Einde inhoudsopgave
Richtlijn 2011/98/EU betreffende aanvraagprocedure gecombineerde vergunning onderdanen derde landen om te verblijven en te werken op grondgebied lidstaat, alsmede gemeenschappelijk pakket rechten werknemers uit derde landen die legaal in een lidstaat verblijven
Artikel 3 Toepassingsgebied
Geldend
Geldend van 24-12-2011 tot 22-05-2026
- Bronpublicatie:
13-12-2011, PbEU 2011, L 343 (uitgifte: 23-12-2011, regelingnummer: 2011/98/EU)
- Inwerkingtreding
24-12-2011
- Bronpublicatie inwerkingtreding:
13-12-2011, PbEU 2011, L 343 (uitgifte: 23-12-2011, regelingnummer: 2011/98/EU)
- Vakgebied(en)
Internationaal publiekrecht / Mensenrechten
Internationaal publiekrecht / Vrij verkeer
Vreemdelingenrecht / Verblijf
Arbeidsrecht / Bijzondere onderwerpen arbeidsrecht
1.
Deze richtlijn is van toepassing op:
- a)
onderdanen van derde landen die verzoeken te mogen verblijven in een lidstaat met het oog op werk;
- b)
onderdanen van derde landen die overeenkomstig het recht van de Unie of het nationale recht zijn toegelaten tot een lidstaat voor andere doeleinden dan werk, die mogen werken en die beschikken over een verblijfsvergunning overeenkomstig Verordening (EG) nr. 1030/2002; en
- c)
onderdanen van derde landen die overeenkomstig het recht van de Unie of het nationale recht zijn toegelaten tot een lidstaat met het oog op werk.
2.
Deze richtlijn is niet van toepassing op onderdanen van derde landen:
- a)
die gezinsleden zijn van burgers van de Unie die hun recht van vrij verkeer binnen de Unie uitoefenen of hebben uitgeoefend overeenkomstig Richtlijn 2004/38/EG van het Europees Parlement en de Raad van 29 april 2004 betreffende het recht van vrij verkeer en verblijf op het grondgebied van de lidstaten voor de burgers van de Unie en hun familieleden (1);
- b)
die, evenals hun gezinsleden en ongeacht hun nationaliteit, krachtens overeenkomsten tussen de Unie en haar lidstaten, enerzijds, of de Unie en derde landen, anderzijds, rechten van vrij verkeer genieten die gelijkwaardig zijn aan die van de burgers van de Unie;
- c)
die ter beschikking zijn gesteld, voor de duur van de terbeschikkingstelling;
- d)
die als binnen een onderneming overgeplaatste personen toelating tot het grondgebied van een lidstaat hebben aangevraagd of verkregen;
- e)

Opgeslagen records
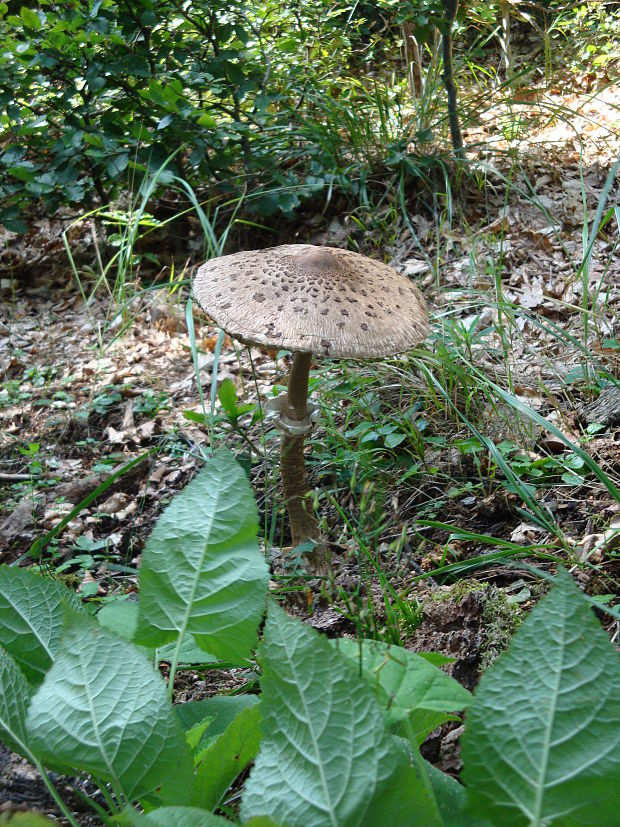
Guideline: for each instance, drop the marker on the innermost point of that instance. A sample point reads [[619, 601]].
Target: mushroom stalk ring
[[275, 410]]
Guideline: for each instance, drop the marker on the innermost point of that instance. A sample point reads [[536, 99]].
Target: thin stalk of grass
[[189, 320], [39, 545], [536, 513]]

| Studievragen |
**1)** Schrijf uit het richtlijnartikel alles over vanaf "Deze richtlijn is van" tot en met "oog op werk.".
**2)** Beantwoord de volgende vragen over het richtlijnartikel.
(a) Tot welke datum is het richtlijnartikel geldend?
(b) Welke verordening wordt genoemd voor de verblijfsvergunning onder punt b) van lid 1?
(c) Van welke datum is Richtlijn 2004/38/EG van het Europees Parlement en de Raad?
**3)** Zet het richtlijnartikel voort vanaf het punt waar het ophoudt.

| Antwoorden |
**1)**
Deze richtlijn is van toepassing op:
- a)
onderdanen van derde landen die verzoeken te mogen verblijven in een lidstaat met het oog op werk;
- b)
onderdanen van derde landen die overeenkomstig het recht van de Unie of het nationale recht zijn toegelaten tot een lidstaat voor andere doeleinden dan werk, die mogen werken en die beschikken over een verblijfsvergunning overeenkomstig Verordening (EG) nr. 1030/2002; en
- c)
onderdanen van derde landen die overeenkomstig het recht van de Unie of het nationale recht zijn toegelaten tot een lidstaat met het oog op werk.

**2)**
(a) Tot 22-05-2026.
(b) Verordening (EG) nr. 1030/2002.
(c) Van 29 april 2004.

**3)**
die als seizoenwerkers of au pair toelating tot het grondgebied van een lidstaat hebben aangevraagd of verkregen;
- f)
die in een lidstaat mogen verblijven op basis van tijdelijke bescherming of die een aanvraag hebben ingediend om aldaar op die basis te mogen verblijven en in afwachting zijn van een besluit over hun status;
- g)
die krachtens Richtlijn 2004/83/EG van de Raad van 29 april 2004 inzake minimumnormen voor de erkenning van onderdanen van derde landen en staatlozen als vluchteling of als persoon die anderszins internationale bescherming behoeft, en de inhoud van de verleende bescherming (2), internationale bescherming genieten of die krachtens die richtlijn een aanvraag hebben ingediend voor internationale bescherming en over wier verzoek nog geen definitief besluit is genomen;
- h)
die internationale bescherming genieten overeenkomstig het nationale recht, internationale verplichtingen of de rechtspraktijk van een lidstaat, of die een aanvraag hebben ingediend voor bescherming overeenkomstig het nationale recht, internationale verplichtingen of rechtspraktijk van een lidstaat en over wier verzoek nog geen definitief besluit is genomen;
- i)
die langdurig ingezetene zijn overeenkomstig Richtlijn 2003/109/EG;
- j)
wier verwijdering op feitelijke of juridische gronden is opgeschort;
- k)
die toelating tot het grondgebied van een lidstaat als zelfstandige hebben aangevraagd of verkregen;
- l)
die als zeevarende toelating hebben aangevraagd of verkregen, of in enige functie werken op een schip dat in een lidstaat geregistreerd is of dat de vlag van een lidstaat voert.
3.
De lidstaten mogen besluiten dat hoofdstuk II niet van toepassing is op onderdanen van derde landen die toestemming hebben gekregen om voor een periode van ten hoogste zes maanden op het grondgebied van een lidstaat te werken dan wel voor studiedoeleinden tot een lidstaat zijn toegelaten.
4.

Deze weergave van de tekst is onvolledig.